BRIEF: Count the lines in the items below that contain the word "puffer". Reply with only that number.

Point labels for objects

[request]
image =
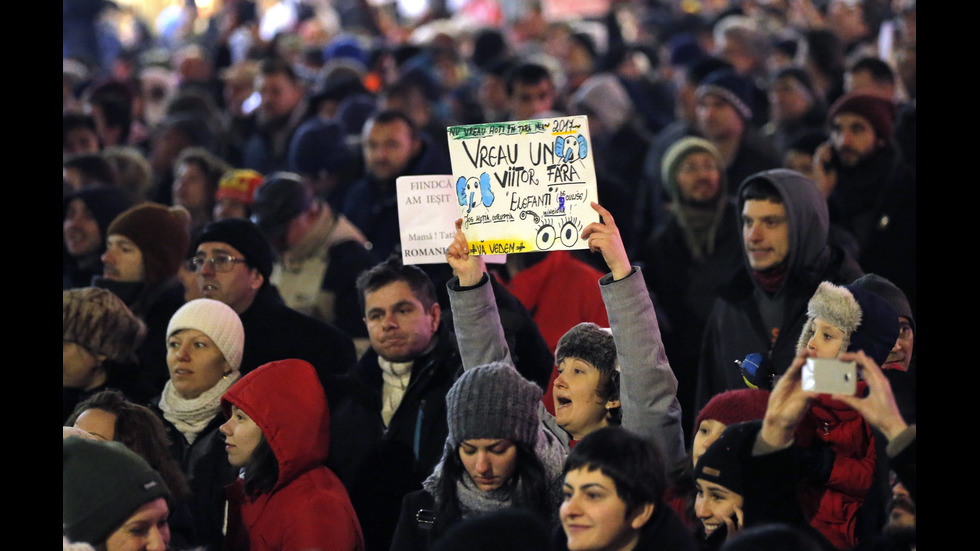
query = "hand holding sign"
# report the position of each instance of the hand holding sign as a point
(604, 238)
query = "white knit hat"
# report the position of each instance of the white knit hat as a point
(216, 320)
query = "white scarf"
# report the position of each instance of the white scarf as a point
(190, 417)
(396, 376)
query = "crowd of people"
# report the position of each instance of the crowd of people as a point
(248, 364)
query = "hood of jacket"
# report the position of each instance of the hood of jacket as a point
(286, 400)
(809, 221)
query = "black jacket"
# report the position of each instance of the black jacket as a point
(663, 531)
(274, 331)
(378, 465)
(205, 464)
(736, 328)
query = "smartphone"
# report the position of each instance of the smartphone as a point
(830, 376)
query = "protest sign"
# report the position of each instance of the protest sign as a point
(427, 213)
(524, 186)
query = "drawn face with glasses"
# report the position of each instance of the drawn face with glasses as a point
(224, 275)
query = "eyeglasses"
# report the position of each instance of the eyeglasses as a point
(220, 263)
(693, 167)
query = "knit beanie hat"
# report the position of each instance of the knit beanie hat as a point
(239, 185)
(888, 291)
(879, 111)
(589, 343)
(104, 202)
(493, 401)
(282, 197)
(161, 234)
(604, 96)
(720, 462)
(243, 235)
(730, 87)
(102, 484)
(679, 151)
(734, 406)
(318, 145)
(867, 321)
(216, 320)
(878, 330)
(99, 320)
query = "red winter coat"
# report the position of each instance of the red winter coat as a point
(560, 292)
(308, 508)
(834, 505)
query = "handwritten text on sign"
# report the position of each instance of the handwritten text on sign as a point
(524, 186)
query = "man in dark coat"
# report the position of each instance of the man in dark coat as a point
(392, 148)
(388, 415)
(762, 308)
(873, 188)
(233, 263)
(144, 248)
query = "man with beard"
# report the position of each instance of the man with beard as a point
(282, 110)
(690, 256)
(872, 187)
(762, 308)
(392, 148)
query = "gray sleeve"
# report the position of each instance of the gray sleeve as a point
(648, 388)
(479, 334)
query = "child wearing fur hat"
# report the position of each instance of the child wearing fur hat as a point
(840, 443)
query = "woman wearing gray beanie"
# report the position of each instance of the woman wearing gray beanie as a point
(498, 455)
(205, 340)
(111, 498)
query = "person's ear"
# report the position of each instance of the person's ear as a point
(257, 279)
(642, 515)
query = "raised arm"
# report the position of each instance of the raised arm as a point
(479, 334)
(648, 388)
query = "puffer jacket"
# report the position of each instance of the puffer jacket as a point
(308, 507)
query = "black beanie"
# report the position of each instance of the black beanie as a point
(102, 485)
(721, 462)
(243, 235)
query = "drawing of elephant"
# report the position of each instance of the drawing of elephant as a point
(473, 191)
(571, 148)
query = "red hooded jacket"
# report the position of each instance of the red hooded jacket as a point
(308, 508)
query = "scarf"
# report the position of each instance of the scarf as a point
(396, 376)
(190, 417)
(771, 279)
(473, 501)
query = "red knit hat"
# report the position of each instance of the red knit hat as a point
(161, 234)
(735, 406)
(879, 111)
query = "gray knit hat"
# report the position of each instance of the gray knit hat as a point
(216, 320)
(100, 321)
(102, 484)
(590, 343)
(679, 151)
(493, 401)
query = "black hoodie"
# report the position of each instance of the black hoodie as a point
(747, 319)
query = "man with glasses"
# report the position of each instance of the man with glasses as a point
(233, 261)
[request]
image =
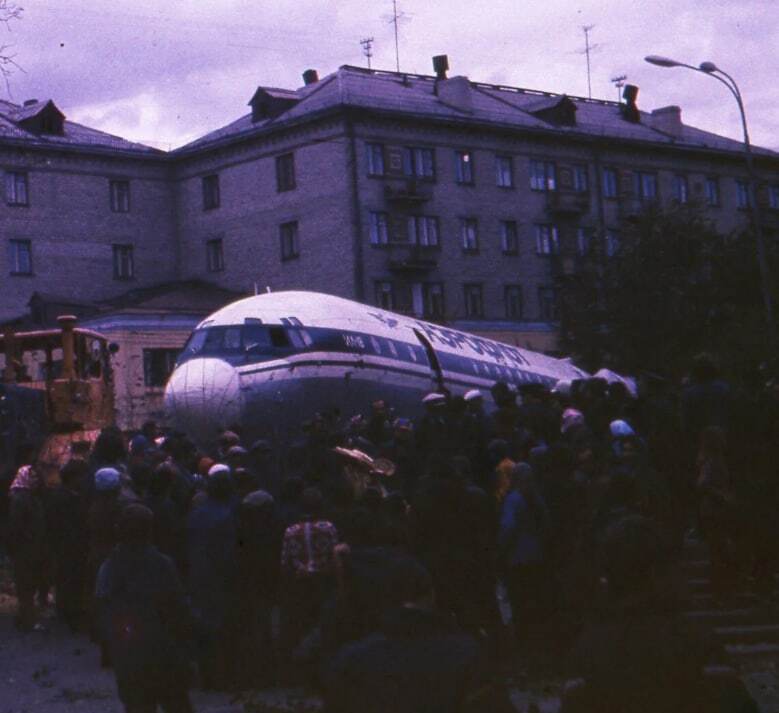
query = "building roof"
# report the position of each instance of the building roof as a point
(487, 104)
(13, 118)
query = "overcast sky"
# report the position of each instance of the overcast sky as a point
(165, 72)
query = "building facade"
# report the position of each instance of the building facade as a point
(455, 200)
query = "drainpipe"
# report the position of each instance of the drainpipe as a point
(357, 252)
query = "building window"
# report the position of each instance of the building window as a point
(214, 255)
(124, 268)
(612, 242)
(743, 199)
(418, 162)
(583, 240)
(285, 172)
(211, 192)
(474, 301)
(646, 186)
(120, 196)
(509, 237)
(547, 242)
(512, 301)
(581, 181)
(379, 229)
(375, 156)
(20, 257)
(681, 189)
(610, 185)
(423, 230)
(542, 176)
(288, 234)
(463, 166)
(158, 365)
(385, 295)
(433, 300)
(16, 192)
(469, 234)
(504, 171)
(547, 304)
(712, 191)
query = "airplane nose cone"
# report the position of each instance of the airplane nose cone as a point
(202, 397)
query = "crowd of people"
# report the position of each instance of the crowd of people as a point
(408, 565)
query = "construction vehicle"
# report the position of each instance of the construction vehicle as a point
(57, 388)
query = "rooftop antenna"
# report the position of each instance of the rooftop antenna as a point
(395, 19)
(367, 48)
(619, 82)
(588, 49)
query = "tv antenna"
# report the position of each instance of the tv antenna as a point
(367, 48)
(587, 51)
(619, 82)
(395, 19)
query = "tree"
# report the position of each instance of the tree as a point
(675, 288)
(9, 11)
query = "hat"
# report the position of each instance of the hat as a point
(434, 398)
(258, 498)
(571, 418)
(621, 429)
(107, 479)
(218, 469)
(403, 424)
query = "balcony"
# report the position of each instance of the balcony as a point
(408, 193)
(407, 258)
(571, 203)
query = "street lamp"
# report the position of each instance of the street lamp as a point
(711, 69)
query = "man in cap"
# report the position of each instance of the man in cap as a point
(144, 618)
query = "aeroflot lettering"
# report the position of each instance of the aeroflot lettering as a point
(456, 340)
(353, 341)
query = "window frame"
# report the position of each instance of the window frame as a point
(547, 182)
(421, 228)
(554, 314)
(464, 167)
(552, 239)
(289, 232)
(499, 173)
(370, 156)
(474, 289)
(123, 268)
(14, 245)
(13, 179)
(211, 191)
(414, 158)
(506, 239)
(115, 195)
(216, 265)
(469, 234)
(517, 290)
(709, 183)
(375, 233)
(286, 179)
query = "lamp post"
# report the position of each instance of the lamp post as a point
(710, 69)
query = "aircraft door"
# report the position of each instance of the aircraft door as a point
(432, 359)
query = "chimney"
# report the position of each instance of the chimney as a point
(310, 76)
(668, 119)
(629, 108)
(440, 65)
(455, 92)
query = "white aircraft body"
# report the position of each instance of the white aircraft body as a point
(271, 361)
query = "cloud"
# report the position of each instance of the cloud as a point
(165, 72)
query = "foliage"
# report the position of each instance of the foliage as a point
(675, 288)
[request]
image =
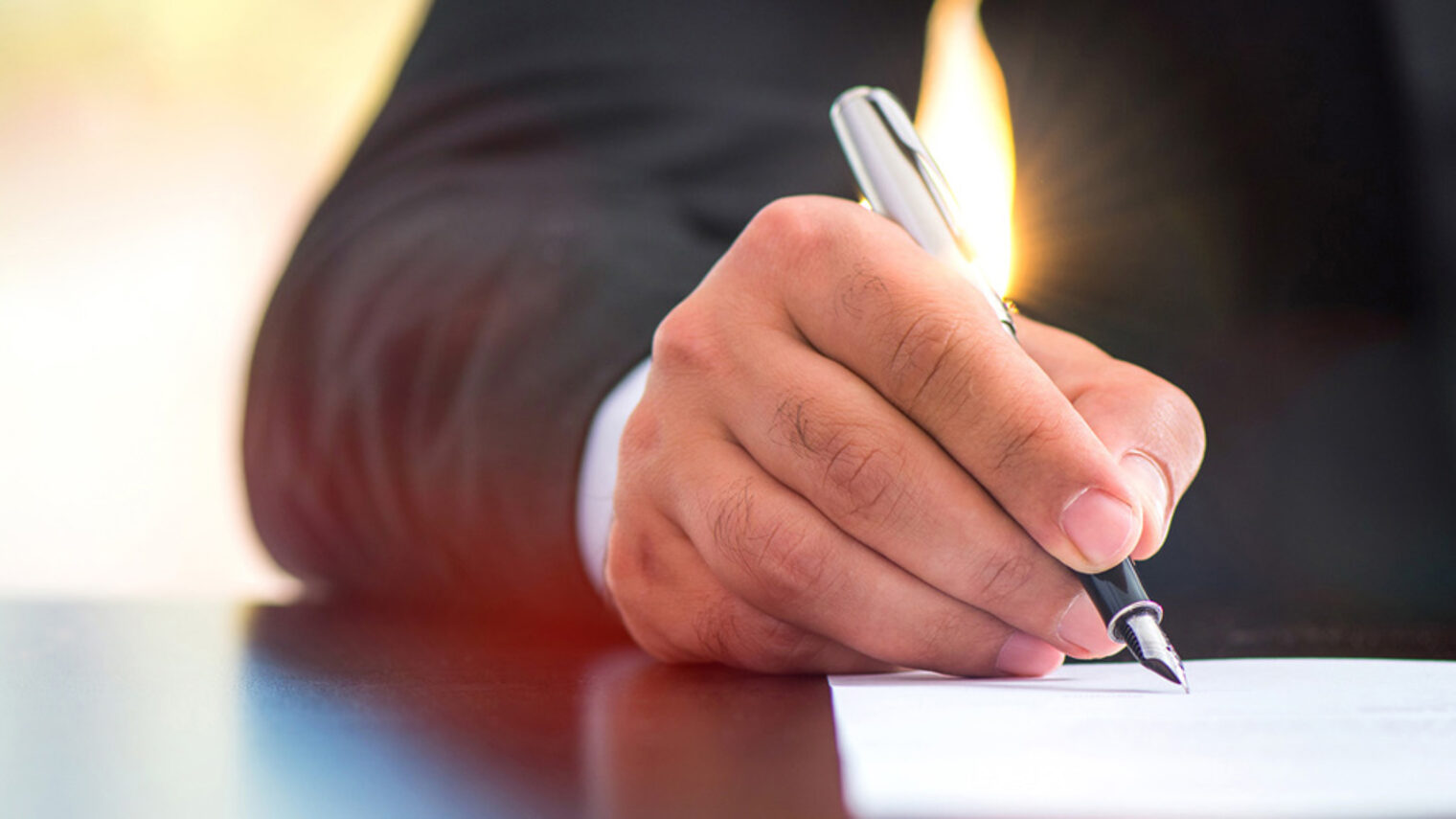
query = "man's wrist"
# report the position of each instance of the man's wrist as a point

FULL RESPONSE: 2